Objective — Please repeat all of the listing exactly.

Rows —
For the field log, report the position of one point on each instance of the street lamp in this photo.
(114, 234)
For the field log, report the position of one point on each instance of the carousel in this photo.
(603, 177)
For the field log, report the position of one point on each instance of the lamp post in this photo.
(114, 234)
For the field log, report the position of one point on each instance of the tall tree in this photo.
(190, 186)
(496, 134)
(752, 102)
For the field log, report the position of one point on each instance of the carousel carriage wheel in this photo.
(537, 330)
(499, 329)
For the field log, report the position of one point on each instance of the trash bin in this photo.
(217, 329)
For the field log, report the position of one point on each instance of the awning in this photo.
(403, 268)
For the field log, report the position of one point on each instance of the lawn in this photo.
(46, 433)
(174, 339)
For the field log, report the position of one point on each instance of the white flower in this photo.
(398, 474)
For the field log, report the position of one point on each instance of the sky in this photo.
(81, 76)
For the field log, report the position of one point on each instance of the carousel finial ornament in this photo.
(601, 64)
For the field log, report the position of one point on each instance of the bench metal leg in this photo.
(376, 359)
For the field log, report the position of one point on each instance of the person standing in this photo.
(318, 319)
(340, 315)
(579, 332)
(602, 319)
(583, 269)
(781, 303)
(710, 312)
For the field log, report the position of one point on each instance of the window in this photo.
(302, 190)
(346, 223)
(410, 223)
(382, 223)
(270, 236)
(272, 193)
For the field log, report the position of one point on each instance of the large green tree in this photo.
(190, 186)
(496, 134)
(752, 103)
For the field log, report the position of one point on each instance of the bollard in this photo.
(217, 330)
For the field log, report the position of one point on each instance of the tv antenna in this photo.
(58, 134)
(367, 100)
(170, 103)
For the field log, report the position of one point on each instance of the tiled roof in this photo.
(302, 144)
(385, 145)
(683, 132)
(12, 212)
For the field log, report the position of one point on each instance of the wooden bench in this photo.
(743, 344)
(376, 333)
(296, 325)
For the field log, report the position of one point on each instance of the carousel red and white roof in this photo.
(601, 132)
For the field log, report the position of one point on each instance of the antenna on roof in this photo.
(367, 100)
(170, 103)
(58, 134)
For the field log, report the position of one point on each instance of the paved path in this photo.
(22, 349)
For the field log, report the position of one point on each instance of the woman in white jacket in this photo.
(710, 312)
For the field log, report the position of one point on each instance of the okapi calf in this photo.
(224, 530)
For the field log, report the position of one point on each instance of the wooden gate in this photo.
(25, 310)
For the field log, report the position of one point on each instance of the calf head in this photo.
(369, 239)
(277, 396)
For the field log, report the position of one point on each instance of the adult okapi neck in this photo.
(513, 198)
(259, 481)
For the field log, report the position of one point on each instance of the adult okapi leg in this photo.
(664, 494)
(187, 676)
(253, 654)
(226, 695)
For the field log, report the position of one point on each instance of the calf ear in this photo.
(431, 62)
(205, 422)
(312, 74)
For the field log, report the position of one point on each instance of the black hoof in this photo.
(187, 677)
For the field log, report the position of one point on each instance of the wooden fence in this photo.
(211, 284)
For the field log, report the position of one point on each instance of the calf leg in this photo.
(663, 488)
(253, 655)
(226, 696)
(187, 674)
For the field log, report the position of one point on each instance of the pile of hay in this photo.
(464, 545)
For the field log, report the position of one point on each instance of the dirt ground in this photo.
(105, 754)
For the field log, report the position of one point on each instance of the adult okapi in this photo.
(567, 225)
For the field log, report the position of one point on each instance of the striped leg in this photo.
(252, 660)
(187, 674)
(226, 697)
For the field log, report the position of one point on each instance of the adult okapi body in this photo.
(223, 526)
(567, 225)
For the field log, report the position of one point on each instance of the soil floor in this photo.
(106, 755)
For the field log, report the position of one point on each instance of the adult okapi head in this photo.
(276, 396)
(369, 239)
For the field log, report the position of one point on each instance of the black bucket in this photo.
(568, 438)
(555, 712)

Completed exercise —
For the field log, report the position of one point on each instance of the street lamp in this photo.
(114, 234)
For the field log, report the position of one point on each instance of the carousel in this photo.
(603, 177)
For the field log, report the position of one point on each instance of the lamp post in this photo.
(114, 234)
For the field log, report the position of one point on each instance of the tall tree in this photo.
(190, 186)
(496, 134)
(752, 102)
For the field log, report the position of one point on each instance of the carousel carriage wheel in this photo.
(537, 330)
(499, 329)
For the field log, report the position of one point on each instance of the trash bin in this photo.
(217, 329)
For the field log, report the position of one point on each instance of the awning in this photo.
(403, 268)
For the field log, report the position of one point on each instance of the lawn in this photo.
(46, 433)
(174, 339)
For the field log, report the position of one point on each instance of the white flower in this photo.
(398, 474)
For the field log, report the position of one point on each instance of the sky in this photo.
(81, 76)
For the field log, report the position of one point on each instance of the carousel finial ornament in this photo.
(601, 64)
For the field log, report the position of one point on each instance of the bench metal leg in this photo.
(376, 359)
For the field log, report the position of one point on each instance of the person standing in this photo.
(318, 319)
(340, 315)
(579, 332)
(602, 319)
(583, 269)
(781, 303)
(710, 312)
For the field log, report the position of one point on each instance of the window in this photo.
(302, 190)
(346, 223)
(410, 223)
(382, 223)
(270, 236)
(272, 193)
For the field log, report the position of one point on each instance of the large green tree in this photo.
(190, 186)
(496, 134)
(752, 103)
For the field log, report the position of one point on each instance of the bollard in this photo.
(217, 330)
For the field log, report the position of one point on each instance of the tv antenna in this photo.
(58, 134)
(367, 100)
(170, 103)
For the field log, report the position of one point on each instance of the tiled roof in this photo.
(302, 144)
(385, 145)
(683, 132)
(12, 212)
For the field log, report the position of one point on each instance of the wooden bench in this photo.
(743, 344)
(376, 333)
(296, 325)
For the field log, report the position of one point on each instance of the carousel red and white roof in this photo.
(601, 132)
For the field log, report the position of one point on each instance of the antenna on roof in this photo.
(367, 100)
(170, 103)
(58, 134)
For the field log, report the position of one point on each instance of the paved path in this photo.
(22, 349)
For the field log, report the position of one point on each instance of the woman in white jacket in this photo.
(710, 312)
For the field log, report the position of one point on each instance of the okapi calf in this photo.
(224, 530)
For the field log, report the position of one point on each instance of the wooden gate in this photo.
(25, 310)
For the field log, report the position of one point on each instance of the calf head in this photo.
(369, 239)
(277, 396)
For the field log, report the position of one point on each instance of the adult okapi neck in this photo.
(513, 198)
(259, 481)
For the field log, report the position of one point on each instance of the adult okapi leg in this photo.
(664, 494)
(187, 676)
(253, 654)
(226, 695)
For the field log, report the position of one point on each instance of the calf ear in this photo.
(431, 62)
(205, 422)
(312, 74)
For the field log, report the position of one point on each instance of the black hoof in this photo.
(187, 677)
For the field log, report the position of one point on each instance of the wooden fence in this photo.
(211, 284)
For the field log, report the position of one point on each instance of the calf leg in this photo.
(663, 488)
(253, 655)
(226, 696)
(187, 674)
For the field log, report the position of one point on each instance of the pile of hay in this photo.
(464, 545)
For the field log, report the position of one point on each instance of the dirt ground in this photo.
(105, 754)
For the field log, report the position of one point on each instance of the adult okapi in this photo.
(567, 225)
For the field log, report the position of one point on each instance of the striped leg in this photo.
(252, 660)
(187, 674)
(226, 697)
For the field log, report the position of one point on each instance of the adult okapi body in this photo.
(223, 526)
(567, 225)
For the field log, report the position of one point on each instance of the soil floor in this photo.
(106, 755)
For the field log, report the position of one point on each instance of the adult okapi head in this photo.
(276, 396)
(369, 239)
For the field log, report the position of one point on each instance of the black bucket in this photo.
(568, 438)
(555, 712)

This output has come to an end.